Hi,
Thanks for the insight. Please refer below.
On 2024/05/31 14:34, Zdenek Kabelac wrote:
Dne 30. 05. 24 v 12:21 Jaco Kroon napsal(a):
Hi,
Possible lvm2 command deadlock scenario:
crowsnest [12:15:47] /run/lvm # fuser //run/lock/lvm/*
/run/lock/lvm/P_global: 17231
/run/lock/lvm/V_lvm: 16087 17231
crowsnest [12:15:54] /run/lvm # ps axf | grep -E '16087|17231'
24437 pts/1 S+ 0:00 | \_ grep --colour=auto -E 16087|17231
16087 ? S 0:00 | | \_ /sbin/lvcreate -kn -An
-s -n fsck_cerberus /dev/lvm/backup_cerberus
17231 ? S 0:00 | \_ /sbin/lvs --noheadings
--nameprefixes
crowsnest [12:17:40] /run/lvm # dmsetup udevcookies
Cookie Semid Value Last semop time Last change time
0xd4d2051 10 1 Thu May 30 02:34:05 2024 Thu May
30 02:32:22 2024
This was almost 10 hours ago.
crowsnest [12:17:44] /run/lvm # dmsetup udevcomplete 0xd4d2051
DM_COOKIE_COMPLETED=0xd4d2051
crowsnest [12:18:43] /run/lvm # ps axf | grep -E '16087|17231'
27252 pts/1 S+ 0:00 | \_ grep --colour=auto -E 16087|17231
crowsnest [12:18:45] /run/lvm #
Allows progress again.
Hi
I'm kind of missing here to see your 'deadlock' scenario from this
description.
Well, stuff blocks, until the cookie is released by using the dmset
udevcomplete command, so wrong wording perhaps?
Lvm2 takes the VG lock - creates LV - waits for udev till it's
finished with its job and confirms all the udev work with dmsetup
udevcomplete.
So what I understand from this is that udevcomplete ends up never
executing? Is there some way of confirming this?

▶ DATA RECORDS

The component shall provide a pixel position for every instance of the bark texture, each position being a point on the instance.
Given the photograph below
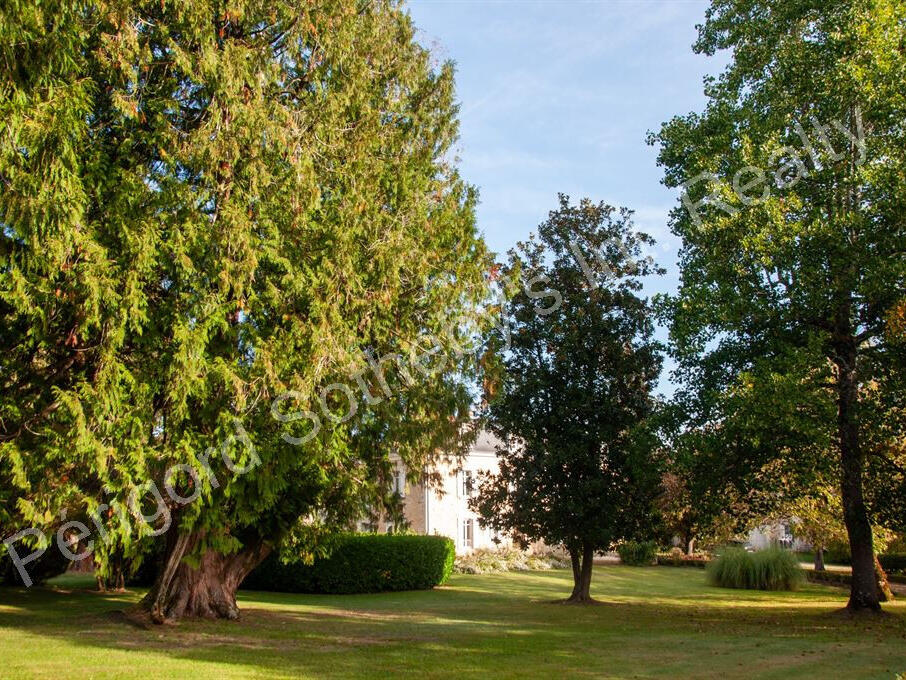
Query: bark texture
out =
(582, 562)
(819, 559)
(208, 591)
(864, 590)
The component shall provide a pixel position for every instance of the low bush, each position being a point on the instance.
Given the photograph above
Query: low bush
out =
(635, 553)
(769, 569)
(678, 558)
(893, 561)
(362, 563)
(504, 559)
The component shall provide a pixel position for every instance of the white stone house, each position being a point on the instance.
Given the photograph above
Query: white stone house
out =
(443, 509)
(776, 533)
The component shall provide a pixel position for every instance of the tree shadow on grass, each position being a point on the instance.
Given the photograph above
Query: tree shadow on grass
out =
(647, 623)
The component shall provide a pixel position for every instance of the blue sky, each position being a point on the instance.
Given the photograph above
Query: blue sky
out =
(558, 97)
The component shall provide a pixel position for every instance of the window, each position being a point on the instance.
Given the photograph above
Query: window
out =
(466, 484)
(467, 533)
(399, 482)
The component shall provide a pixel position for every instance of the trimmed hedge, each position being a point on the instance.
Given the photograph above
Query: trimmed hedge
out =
(362, 563)
(637, 554)
(670, 560)
(769, 569)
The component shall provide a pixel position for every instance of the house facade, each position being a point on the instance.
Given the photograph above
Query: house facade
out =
(778, 533)
(443, 509)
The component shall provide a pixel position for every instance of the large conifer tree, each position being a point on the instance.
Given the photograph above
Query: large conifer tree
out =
(205, 206)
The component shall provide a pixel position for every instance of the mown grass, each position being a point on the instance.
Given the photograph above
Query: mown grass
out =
(653, 623)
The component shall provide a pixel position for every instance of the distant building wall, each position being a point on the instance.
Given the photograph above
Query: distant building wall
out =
(443, 509)
(776, 533)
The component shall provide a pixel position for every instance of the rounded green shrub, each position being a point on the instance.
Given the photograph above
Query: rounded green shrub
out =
(769, 569)
(362, 563)
(638, 554)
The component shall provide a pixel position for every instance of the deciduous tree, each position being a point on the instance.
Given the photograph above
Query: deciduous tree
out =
(577, 368)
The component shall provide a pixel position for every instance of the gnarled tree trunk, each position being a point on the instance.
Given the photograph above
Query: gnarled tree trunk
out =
(182, 591)
(819, 558)
(863, 595)
(582, 563)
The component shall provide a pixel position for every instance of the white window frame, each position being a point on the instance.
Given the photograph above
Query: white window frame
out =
(467, 532)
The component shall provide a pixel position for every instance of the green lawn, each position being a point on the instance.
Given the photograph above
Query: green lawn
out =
(655, 622)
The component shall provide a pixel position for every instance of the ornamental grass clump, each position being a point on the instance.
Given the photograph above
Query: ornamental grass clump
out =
(769, 569)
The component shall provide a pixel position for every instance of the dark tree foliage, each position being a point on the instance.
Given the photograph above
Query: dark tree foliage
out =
(577, 364)
(792, 259)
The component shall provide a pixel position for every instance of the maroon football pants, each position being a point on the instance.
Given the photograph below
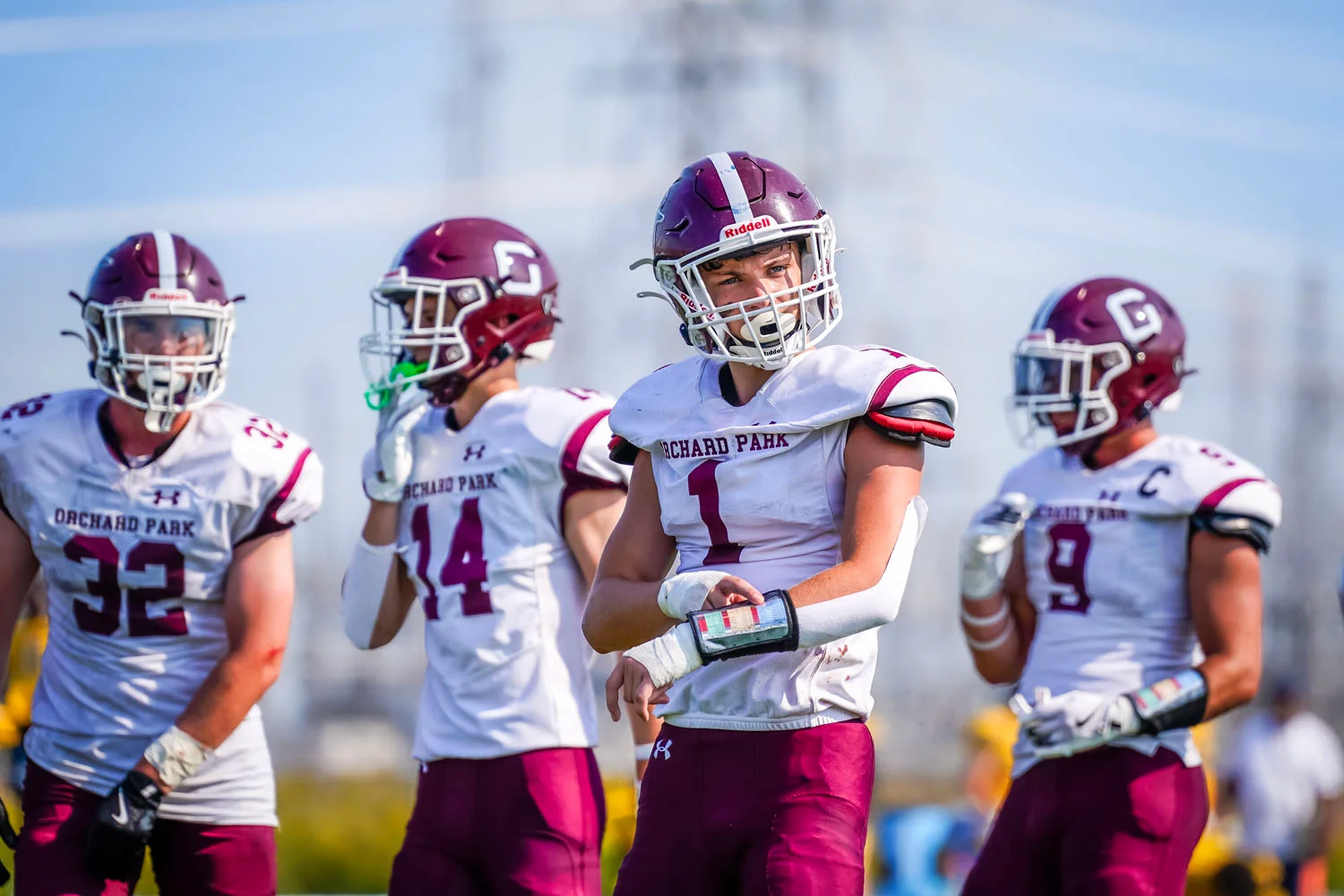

▶ TASKS TO PERFORM
[1] Reproduce the lvm2 deadlock thread word for word, taking everything from "Lvm2 takes the" down to "of confirming this?".
[2] For each statement, answer yes or no according to the lvm2 deadlock thread, and quote the words that decide it: (a) The fuser output shows process 17231 holding /run/lock/lvm/P_global. (b) The stuck cookie dated from about two hours before it was released. (c) Running dmsetup udevcomplete on the cookie let things move forward again.
The listing comes from a separate source.

▶ PER-TASK OUTPUTS
[1]
Lvm2 takes the VG lock - creates LV - waits for udev till it's
finished with its job and confirms all the udev work with dmsetup
udevcomplete.
So what I understand from this is that udevcomplete ends up never
executing? Is there some way of confirming this?

[2]
(a) Yes: "/run/lock/lvm/P_global: 17231"
(b) No: "This was almost 10 hours ago."
(c) Yes: "Allows progress again."